> **Fragmento del documento**
Jesús se cubría exigiendo el principio de la independencia informativa como dogma básico de nuestro acuerdo. Me traía sin cuidado el aserto porque entendía que no pasaba de una mera formalidad vacía de sustancia. Pero hay días en los que te cansas un poco de oír cosas así y revientas. No explosionas del todo, porque no procede, pero sí dejas salir cosas por algún costado.

—Pero, vamos a ver, Jesús, hablemos claro. Cuando se trata de asuntos neutros, carentes de carga política, la independencia deriva de la objetividad de los propios hechos. Ahora bien, cuando se penetra un poco más allá, la independencia ¿qué coño es? ¿Independiente de quién? ¿Podría decirse seriamente que el
ABC
era independiente de Luis María Anson? ¿Puedes decirme que
El País
es totalmente independiente de Polanco? Evidentemente no. ¡No me jodas, Jesús!

Aquello fue muy fuerte, sin duda, y eso que me callé algo que llevaba dentro y que consistía en añadir que
El País
tampoco era independiente del Gobierno porque negocios de Prisa dependían de la voluntad del Gobierno, y nada coarta más la independencia conceptual que la dependencia económica. Negarlo solo conduce al ridículo. Por ello, cuando sostenía que si un poder económico como Banesto adquiere medios de comunicación social el efecto que produce es coartar la independencia, yo le negaba la mayor con énfasis y rotundidad, y mis ejemplos, algo lacerantes, resultaban explosivos para un tipo como Jesús, de una estructura psicológica tan compleja que cualquier cosa podía conducirle a un terremoto con su interlocutor. Pero yo no me sentía dispuesto a transigir con formalidades que en el fondo no aportaban más que estupideces impropias del nivel de nuestro encuentro.

Jesús salió como pudo de aquel discurso y la manera de hacerlo fue muy clara.

Fragmentos de datos de cuadros delimitadores:
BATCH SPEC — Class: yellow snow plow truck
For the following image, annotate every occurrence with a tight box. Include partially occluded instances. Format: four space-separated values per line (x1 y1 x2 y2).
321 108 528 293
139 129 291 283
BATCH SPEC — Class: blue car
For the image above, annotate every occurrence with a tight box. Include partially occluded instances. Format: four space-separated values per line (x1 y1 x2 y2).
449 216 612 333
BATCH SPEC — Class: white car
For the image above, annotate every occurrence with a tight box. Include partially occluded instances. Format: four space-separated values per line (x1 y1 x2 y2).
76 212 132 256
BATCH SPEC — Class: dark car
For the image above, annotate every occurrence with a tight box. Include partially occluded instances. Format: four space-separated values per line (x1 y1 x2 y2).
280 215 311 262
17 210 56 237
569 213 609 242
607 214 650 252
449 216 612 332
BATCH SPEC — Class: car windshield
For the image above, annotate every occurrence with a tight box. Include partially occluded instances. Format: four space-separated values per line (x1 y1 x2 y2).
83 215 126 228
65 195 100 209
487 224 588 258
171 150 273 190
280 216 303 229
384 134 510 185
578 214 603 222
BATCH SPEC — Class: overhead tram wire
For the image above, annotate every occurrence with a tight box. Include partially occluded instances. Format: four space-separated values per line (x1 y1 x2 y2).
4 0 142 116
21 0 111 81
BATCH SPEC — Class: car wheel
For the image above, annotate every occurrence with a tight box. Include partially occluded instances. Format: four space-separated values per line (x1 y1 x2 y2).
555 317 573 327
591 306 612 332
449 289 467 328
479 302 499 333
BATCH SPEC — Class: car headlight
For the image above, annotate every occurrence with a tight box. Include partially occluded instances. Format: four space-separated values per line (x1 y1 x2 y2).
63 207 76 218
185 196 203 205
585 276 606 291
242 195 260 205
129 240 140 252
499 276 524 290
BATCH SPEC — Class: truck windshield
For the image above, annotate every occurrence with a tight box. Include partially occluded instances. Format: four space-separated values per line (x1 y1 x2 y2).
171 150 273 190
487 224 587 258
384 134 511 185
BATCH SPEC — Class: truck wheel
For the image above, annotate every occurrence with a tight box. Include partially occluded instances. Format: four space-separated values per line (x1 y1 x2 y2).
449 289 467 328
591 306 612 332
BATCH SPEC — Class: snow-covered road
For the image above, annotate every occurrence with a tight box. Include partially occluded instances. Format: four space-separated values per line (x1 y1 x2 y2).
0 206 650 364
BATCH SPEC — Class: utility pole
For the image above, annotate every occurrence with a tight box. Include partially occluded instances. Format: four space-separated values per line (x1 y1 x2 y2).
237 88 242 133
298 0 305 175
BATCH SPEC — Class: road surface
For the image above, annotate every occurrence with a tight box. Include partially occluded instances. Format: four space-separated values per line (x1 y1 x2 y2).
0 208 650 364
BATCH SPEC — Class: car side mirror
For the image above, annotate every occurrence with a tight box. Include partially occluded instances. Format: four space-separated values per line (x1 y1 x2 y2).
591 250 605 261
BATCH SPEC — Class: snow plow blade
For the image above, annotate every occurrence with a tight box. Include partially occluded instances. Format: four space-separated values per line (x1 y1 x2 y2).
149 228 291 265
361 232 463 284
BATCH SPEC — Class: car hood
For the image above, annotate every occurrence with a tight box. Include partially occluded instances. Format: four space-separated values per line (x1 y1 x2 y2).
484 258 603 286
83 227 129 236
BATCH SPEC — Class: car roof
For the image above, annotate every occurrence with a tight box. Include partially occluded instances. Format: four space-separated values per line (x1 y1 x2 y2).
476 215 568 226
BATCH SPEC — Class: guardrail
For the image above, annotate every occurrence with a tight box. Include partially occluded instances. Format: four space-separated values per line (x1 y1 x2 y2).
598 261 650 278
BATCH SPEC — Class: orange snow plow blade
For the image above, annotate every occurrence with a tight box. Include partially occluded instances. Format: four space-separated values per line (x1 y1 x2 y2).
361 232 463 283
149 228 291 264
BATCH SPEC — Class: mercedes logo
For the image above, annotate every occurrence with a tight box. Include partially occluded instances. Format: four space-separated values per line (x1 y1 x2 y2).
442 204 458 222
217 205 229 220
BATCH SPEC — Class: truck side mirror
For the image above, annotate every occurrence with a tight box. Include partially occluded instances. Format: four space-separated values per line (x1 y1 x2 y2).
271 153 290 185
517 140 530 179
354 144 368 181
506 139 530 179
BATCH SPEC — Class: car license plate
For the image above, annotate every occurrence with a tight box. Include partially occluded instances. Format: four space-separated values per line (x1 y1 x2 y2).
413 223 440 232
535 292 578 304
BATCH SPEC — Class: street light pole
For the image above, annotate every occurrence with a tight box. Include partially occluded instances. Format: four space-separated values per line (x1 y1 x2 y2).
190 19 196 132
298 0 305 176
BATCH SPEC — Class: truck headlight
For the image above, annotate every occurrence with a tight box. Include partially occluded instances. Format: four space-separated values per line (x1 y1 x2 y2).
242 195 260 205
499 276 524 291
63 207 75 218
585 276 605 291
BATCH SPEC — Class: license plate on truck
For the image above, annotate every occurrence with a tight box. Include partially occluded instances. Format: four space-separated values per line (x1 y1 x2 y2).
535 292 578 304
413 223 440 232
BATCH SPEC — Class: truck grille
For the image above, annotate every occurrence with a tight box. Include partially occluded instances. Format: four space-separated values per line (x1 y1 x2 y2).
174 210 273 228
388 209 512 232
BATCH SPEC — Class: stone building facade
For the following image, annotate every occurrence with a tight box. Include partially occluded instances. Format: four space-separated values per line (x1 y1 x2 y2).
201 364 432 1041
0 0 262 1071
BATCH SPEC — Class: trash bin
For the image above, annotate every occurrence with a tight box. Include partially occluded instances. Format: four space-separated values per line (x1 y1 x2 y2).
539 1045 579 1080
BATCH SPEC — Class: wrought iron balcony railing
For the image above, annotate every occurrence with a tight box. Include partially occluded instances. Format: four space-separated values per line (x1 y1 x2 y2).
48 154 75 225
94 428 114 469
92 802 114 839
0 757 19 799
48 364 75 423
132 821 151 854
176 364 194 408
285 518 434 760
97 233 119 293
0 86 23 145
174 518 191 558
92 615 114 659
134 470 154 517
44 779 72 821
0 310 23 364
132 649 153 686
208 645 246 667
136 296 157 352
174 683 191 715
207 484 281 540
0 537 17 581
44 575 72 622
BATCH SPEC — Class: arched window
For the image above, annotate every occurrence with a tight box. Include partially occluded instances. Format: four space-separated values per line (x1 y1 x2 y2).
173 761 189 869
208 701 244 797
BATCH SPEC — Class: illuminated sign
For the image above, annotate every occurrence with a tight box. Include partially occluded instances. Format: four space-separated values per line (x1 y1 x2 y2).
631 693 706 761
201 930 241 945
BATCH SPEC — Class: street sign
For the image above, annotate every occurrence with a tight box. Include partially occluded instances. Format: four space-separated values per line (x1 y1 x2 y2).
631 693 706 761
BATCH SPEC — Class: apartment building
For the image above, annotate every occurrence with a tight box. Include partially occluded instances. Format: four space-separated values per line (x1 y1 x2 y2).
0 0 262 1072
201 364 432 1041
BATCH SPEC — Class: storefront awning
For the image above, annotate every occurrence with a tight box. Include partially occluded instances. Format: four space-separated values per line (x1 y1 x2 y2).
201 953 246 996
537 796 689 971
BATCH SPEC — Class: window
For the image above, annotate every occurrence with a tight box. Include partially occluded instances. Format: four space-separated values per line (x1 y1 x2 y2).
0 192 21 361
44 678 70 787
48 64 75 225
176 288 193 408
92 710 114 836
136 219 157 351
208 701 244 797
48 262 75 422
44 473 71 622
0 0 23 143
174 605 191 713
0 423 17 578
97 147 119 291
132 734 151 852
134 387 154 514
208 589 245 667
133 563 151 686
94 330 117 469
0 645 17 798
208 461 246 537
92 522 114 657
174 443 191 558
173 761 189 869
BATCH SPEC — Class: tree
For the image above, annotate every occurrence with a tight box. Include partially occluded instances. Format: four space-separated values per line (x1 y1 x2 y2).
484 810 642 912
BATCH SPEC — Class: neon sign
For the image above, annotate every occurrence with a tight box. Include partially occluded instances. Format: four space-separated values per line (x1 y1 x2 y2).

> **Consigna dada A**
Responde según el fragmento:
(i) ¿Qué principio exigía Jesús como dogma básico del acuerdo?
(ii) ¿De quién se pregunta en el fragmento si El País es totalmente independiente?
(iii) ¿Qué es lo que más coarta la independencia conceptual, según el fragmento?
> **Consigna dada B**
Actualiza las filas que van desde la que contiene "BATCH SPEC — Class: car wheel" hasta la que contiene "384 134 511 185", ambas incluidas, cambiando "tight box" por "snug box" sin tocar nada más. Devuelve solo esas filas.

> **Respuesta esperada A**
(i) El principio de la independencia informativa.
(ii) De Polanco.
(iii) La dependencia económica.

> **Respuesta esperada B**
BATCH SPEC — Class: car wheel
For the image above, annotate every occurrence with a snug box. Include partially occluded instances. Format: four space-separated values per line (x1 y1 x2 y2).
555 317 573 327
591 306 612 332
449 289 467 328
479 302 499 333
BATCH SPEC — Class: car headlight
For the image above, annotate every occurrence with a snug box. Include partially occluded instances. Format: four space-separated values per line (x1 y1 x2 y2).
63 207 76 218
185 196 203 205
585 276 606 291
242 195 260 205
129 240 140 252
499 276 524 290
BATCH SPEC — Class: truck windshield
For the image above, annotate every occurrence with a snug box. Include partially occluded instances. Format: four space-separated values per line (x1 y1 x2 y2).
171 150 273 190
487 224 587 258
384 134 511 185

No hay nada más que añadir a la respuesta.